Extrait choisi.
"""

Doc’ vous avait fait découvrir cet excellent groupe qu’est Eilera à l’antenne de High Hopes. Le veinard avait même eu l’occasion de laisser la parole à la voix et principale figure du groupe tout en diffusant pas moins de trois extraits de Darker Chapter… And Stars – Part 1 qu’il avait catégorisé lui-même de petite perle. Rien de plus, rien de moins. Mais -Part 1 appelait -Part 2. Et c’est précisément ce que nous avons vu débouler en décembre. Une suite surprenante qui en fit peut-être pâlir parmi les fans de la première heure au moment de sa découverte. Mais le plus beau cadeau de Noël que pouvait nous faire Eilera était de nous mettre à disposition ces cinq fines compositions dont la richesse se dévoile au fil du temps.
La seconde partie tient donc toutes ses promesses, tous les espoirs qu’on avait pu placer en eux après l’apprivoisement de son prédécesseur voire bien avant pour ceux qui connaissaient le groupe depuis plus longtemps. Il ne nous en fallait pas plus pour laisser une nouvelle fois l’occasion au groupe montpelliérain de s’exprimer dans les colonnes de Radio Metal.
Si l’entretien effectué par mon cher comparse d’antenne montrait surtout une bonne connaissance ainsi qu’un point de vue réfléchi sur ce qui touche à la promotion et à l’industrie musicale, cet entretien-ci laisse pleinement se dégager une autre facette du groupe : sa volonté d’évoluer contre vents et marées sans se soucier des qu’en-dira-t-on, une véritable volonté de laisser leur sens artistique s’exprimer, de toujours proposer quelque chose de différent tout en conservant les éléments qui leur tiennent à cœur et qui ont forgé leur identité. Cette sincérité artistique témoigne de leur grande envie d’avancer, de ne jamais stagner. Par conséquent, un groupe méritant d’être surveillé et qui n’aura certainement pas fini de nous surprendre dans le futur.
« Nous sommes allés jusqu’au bout de notre concept et nous avons offert la plus belle qualité que nous pouvions offrir à notre public. A l’heure où le formatage prend une part si grosse dans notre société, nous voulions prouver que modernisme ne doit pas rimer avec formaté et superficiel. »
Radio Metal : Lors de la précédente interview, tu avais dit que la seconde partie de Darker Chapter… And Stars sortirait en octobre. Pourtant, elle n’a vu le jour qu’en décembre. Qu’est-ce qui vous a retardé ?

"""

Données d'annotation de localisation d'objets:
"""

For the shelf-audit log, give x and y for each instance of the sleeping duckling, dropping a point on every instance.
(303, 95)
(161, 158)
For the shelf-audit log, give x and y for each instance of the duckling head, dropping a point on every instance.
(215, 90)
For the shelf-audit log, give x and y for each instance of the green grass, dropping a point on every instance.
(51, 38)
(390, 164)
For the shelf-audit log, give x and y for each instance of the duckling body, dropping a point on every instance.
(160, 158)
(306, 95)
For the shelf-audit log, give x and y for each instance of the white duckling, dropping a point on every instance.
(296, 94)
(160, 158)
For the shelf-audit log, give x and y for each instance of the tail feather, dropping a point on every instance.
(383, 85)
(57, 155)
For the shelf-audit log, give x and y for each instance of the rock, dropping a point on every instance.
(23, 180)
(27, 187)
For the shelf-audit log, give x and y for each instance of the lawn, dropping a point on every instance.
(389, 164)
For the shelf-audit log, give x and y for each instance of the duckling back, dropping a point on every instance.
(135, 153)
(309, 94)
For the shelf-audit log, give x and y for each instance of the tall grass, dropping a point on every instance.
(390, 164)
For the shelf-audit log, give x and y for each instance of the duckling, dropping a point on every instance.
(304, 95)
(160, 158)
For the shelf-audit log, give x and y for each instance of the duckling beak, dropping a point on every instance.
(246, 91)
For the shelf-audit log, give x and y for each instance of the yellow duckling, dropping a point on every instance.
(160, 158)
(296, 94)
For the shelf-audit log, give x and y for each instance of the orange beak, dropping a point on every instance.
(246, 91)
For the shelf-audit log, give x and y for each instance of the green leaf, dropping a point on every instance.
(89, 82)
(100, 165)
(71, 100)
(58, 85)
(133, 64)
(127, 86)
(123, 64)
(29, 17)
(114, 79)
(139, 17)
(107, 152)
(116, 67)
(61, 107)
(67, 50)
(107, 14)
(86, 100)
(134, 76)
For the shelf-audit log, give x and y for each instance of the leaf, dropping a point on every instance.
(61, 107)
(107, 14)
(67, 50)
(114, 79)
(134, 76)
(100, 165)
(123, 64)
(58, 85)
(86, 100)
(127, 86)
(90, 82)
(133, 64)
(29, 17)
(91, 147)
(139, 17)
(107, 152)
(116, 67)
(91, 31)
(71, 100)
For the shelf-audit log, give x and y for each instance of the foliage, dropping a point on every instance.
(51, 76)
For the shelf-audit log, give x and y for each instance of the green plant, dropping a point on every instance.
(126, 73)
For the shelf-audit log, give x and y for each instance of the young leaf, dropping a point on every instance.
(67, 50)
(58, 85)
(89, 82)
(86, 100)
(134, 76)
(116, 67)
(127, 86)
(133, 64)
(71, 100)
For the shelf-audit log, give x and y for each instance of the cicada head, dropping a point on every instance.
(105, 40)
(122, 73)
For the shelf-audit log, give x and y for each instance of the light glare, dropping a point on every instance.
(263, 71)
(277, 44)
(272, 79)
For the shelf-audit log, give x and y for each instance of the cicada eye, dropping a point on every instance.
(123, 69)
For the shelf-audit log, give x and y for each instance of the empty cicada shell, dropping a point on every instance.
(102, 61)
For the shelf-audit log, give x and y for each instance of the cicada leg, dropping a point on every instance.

"""

Travail à faire.
A – Recopiez l'extrait en commençant par « Si l’entretien effectué » et en poursuivant jusqu'à « dans le futur. ».
B – Traduisez en anglais cette phrase de l'extrait : « Cette sincérité artistique témoigne de leur grande envie d'avancer, de ne jamais stagner. »
Les items n'ont aucun lien avec l'extrait.

Réponses par tâche.
A –
Si l’entretien effectué par mon cher comparse d’antenne montrait surtout une bonne connaissance ainsi qu’un point de vue réfléchi sur ce qui touche à la promotion et à l’industrie musicale, cet entretien-ci laisse pleinement se dégager une autre facette du groupe : sa volonté d’évoluer contre vents et marées sans se soucier des qu’en-dira-t-on, une véritable volonté de laisser leur sens artistique s’exprimer, de toujours proposer quelque chose de différent tout en conservant les éléments qui leur tiennent à cœur et qui ont forgé leur identité. Cette sincérité artistique témoigne de leur grande envie d’avancer, de ne jamais stagner. Par conséquent, un groupe méritant d’être surveillé et qui n’aura certainement pas fini de nous surprendre dans le futur.

B – This artistic sincerity reflects their strong desire to move forward and never stagnate.